With consumers paying a greater and greater portion of their health care bills, they are paying greater and greater attention.
3) I would start with regulations (part of the middle ground) that require all providers to publish their actual prices – what they actually get paid for a service. I know it is complicated, but consumers will help providers sort this out by the questions they ask and the issues they raise when they are billed. It will drive providers to simplicity if they want to run an efficient business.
3) Along with pricing they should be required to publish basic and standard quality metrics around volume, outcomes, patient satisfaction, time to appointment, etc. Again, consumers will help them sort this out by the questions they ask and their behavior – do they come back for another visit!
Rather than creating all sorts of payment models, let the consumer become the arbiter.
The left seems to always want to shift payments from physicians to bureaucrats who make it their job to assure that the physicians do not commit fraud, try to over-bill or otherwise game the “system.” In NJ, a physician who sees a Medicaid patient must bill the program, wait, and then receive a check for $23. This is less than what the free market pays for a haircut. Thus only 40% of doctors in NJ are enrolled in Medicaid.

━━━━

▶ TASK SET
1. In the health care pricing passage, starting at "The left seems" and ending at "enrolled in Medicaid.", rewrite that stretch with "bureaucrats" changed to "administrators".
2. Please pick up the health care pricing passage after its final sentence and write what comes next.

▶ LISTED ENTRIES
━━━━

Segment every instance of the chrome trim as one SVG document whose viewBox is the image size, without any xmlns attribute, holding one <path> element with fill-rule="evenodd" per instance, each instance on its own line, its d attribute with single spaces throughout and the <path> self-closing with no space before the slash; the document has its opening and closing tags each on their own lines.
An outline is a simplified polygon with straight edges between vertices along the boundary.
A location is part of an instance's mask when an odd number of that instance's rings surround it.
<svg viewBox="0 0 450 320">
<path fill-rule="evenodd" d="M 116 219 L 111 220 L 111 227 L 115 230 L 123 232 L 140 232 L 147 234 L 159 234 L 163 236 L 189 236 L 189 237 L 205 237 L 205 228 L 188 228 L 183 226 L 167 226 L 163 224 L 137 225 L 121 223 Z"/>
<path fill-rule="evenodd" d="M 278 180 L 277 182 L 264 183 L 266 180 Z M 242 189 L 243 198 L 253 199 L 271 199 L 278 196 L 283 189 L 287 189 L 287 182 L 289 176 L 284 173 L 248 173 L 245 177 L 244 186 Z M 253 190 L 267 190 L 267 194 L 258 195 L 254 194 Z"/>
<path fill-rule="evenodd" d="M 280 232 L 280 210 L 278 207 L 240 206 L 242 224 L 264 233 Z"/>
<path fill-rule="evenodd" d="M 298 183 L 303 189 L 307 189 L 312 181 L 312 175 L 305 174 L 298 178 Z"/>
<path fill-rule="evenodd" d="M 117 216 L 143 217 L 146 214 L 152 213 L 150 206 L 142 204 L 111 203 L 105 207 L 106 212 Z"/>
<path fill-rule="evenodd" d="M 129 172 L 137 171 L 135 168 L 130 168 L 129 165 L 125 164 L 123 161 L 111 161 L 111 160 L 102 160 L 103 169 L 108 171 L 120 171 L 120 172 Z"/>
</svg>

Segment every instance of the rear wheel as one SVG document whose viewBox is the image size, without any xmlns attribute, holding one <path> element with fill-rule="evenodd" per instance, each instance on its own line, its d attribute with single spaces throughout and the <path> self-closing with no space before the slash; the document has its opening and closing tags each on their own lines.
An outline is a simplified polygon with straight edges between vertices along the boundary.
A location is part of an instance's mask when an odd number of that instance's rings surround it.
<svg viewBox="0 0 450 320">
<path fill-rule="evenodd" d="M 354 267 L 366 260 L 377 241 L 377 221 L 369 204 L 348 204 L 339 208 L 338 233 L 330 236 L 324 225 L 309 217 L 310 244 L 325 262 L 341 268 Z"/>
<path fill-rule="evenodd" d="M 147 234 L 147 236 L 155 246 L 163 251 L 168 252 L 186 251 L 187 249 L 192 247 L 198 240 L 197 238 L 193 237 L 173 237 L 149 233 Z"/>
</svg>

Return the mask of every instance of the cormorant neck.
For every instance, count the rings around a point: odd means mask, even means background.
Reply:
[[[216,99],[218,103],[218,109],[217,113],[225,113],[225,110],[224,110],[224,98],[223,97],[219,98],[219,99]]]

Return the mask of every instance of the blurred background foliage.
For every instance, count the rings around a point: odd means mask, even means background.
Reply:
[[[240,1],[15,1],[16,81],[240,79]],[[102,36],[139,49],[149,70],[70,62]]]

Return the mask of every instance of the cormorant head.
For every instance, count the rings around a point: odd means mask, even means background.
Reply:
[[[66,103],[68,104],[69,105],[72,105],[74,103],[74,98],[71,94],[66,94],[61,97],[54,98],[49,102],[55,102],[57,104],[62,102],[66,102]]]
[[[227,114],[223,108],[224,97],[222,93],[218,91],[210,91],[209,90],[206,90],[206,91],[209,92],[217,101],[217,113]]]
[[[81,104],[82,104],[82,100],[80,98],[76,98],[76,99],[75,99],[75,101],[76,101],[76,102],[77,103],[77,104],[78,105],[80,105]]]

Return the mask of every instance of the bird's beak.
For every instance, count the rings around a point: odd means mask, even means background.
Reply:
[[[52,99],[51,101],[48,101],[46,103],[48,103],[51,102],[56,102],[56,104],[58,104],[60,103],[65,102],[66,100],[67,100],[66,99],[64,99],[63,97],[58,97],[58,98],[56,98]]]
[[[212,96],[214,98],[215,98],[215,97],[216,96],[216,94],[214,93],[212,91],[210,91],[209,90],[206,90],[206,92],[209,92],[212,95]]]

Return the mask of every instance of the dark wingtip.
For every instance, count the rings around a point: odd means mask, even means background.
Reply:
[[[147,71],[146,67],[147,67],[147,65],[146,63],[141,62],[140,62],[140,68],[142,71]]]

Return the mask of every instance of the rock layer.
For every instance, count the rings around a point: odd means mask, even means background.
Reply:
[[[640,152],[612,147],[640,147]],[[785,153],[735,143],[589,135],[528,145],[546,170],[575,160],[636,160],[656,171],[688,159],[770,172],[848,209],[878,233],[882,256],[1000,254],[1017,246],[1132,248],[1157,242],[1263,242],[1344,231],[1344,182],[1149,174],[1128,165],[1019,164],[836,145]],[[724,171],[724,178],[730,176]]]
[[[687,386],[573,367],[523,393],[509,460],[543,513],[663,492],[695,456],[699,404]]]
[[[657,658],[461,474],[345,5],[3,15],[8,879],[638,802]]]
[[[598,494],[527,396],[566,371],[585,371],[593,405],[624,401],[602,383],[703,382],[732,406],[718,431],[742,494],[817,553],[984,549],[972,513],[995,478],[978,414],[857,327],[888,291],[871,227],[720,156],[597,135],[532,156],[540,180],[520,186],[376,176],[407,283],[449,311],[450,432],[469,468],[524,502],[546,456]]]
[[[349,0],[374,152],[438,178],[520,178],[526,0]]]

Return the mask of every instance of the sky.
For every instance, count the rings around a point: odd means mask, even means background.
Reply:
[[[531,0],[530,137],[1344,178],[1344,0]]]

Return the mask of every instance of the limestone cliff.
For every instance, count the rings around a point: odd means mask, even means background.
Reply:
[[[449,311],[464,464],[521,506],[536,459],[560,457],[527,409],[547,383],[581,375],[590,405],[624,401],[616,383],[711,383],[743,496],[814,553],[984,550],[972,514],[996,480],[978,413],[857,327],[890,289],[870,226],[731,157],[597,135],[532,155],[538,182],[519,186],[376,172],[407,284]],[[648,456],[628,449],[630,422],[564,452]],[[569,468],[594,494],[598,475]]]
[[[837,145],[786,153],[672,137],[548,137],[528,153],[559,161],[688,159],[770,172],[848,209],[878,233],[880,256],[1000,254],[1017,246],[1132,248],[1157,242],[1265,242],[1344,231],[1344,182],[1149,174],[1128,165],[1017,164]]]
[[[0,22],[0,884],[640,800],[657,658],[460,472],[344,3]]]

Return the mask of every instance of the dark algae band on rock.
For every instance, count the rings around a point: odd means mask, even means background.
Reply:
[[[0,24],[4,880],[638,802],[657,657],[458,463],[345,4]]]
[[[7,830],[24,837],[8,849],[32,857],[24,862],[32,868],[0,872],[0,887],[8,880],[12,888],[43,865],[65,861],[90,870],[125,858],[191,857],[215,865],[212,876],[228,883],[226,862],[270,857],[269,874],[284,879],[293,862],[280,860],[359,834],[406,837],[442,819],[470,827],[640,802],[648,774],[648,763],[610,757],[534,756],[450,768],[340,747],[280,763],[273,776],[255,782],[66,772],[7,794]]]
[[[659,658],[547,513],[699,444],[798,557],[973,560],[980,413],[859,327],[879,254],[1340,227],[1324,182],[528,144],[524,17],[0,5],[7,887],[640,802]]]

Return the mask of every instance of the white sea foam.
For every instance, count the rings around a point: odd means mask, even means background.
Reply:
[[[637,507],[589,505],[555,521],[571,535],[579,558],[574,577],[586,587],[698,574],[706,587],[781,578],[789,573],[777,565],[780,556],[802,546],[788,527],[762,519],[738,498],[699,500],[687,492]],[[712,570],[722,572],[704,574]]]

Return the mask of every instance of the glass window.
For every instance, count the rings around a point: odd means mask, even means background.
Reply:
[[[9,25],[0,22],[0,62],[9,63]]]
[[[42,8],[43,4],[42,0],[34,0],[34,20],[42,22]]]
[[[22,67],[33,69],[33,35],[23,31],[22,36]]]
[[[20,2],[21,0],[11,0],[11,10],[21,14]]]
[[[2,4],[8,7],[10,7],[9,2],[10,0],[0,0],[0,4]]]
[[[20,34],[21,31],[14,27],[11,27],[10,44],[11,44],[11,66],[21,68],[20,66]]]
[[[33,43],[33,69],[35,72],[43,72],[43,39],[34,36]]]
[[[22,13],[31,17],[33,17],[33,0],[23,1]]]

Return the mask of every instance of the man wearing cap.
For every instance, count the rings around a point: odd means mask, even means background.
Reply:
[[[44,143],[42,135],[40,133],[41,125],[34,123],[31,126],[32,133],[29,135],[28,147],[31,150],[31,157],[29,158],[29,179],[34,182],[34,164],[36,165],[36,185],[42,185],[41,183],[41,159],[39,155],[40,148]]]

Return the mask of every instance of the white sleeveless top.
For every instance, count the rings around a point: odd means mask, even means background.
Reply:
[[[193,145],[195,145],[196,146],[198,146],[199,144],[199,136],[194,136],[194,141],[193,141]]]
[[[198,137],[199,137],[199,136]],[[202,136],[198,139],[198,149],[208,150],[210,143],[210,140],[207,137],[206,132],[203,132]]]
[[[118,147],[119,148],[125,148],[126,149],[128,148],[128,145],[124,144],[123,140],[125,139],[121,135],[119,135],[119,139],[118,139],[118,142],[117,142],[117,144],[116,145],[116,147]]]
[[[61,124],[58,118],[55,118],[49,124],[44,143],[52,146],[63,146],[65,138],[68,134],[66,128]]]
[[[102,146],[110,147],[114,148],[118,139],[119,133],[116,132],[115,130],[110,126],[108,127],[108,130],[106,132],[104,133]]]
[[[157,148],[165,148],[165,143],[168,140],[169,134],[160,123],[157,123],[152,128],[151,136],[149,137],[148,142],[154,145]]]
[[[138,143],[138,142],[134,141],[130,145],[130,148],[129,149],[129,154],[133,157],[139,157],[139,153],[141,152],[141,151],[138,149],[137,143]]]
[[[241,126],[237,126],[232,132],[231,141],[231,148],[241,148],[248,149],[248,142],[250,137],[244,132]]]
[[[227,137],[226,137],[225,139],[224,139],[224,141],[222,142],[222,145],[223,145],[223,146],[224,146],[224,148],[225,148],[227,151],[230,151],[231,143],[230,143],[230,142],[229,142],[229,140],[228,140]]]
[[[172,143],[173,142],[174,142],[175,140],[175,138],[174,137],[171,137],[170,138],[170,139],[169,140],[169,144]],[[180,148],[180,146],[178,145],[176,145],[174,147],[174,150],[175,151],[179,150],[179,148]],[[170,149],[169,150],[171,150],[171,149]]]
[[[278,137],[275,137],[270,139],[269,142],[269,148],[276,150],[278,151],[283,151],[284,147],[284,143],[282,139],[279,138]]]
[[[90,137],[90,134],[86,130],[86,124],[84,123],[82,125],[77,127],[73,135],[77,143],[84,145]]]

━━━━

▶ RESULTS FOR THE EXERCISE
1.
The left seems to always want to shift payments from physicians to administrators who make it their job to assure that the physicians do not commit fraud, try to over-bill or otherwise game the “system.” In NJ, a physician who sees a Medicaid patient must bill the program, wait, and then receive a check for $23. This is less than what the free market pays for a haircut. Thus only 40% of doctors in NJ are enrolled in Medicaid.

2.
THAT is why physicians are willing to solve the problem themselves. They would agree to see poor patients for FREE in non-government free clinics(NGFCs). It is just the right thing to do. They would like to leave the well-compensated bureaucrats and insurance company administrators out of the transaction, relieving the over-burdened taxpayers from continuing to be fleeced.
Our only request is to be protected from the current onerous medical malpractice system. If physicians who teach and learn in the state medical schools can have coverage from the state, why not extend that coverage to the private practices of the good doctors who volunteer 4 hours per week in or through a 501(c)3 non-government charity clinic? Don’t pay them, just protect them. No billing at all.
The volunteering physicians are already covered by the federal government for the work actually done at the NGFCs. So we are simply combining two programs that seem to work well. We are simply making a huge government Medicaid bureaucracy less necessary.
Dr. Brenner is doing a great job with some of the toughest patients. Many more will help him if this plan is enacted in NJ. Make charity real charity, not a government “entitlement.” Just protect those who are willing to provide such care.
I agree with Vicky, John: perfect song — describing the world of which you are dreaming.
Sop someone has a heart attack and sojourns to the nearest Minute-Clinic to find a price for treating a heart attack, but each such clinic is free to decide what is and is not covered by the posted price for “treating heart attack.”
Nice.
@Uwe, keep up the good work.
@Alieta, let me get this straight: you want the government to create a free market where people pay the appropriate price and then leave it to the kindness of doctors to cover people left out in the snow.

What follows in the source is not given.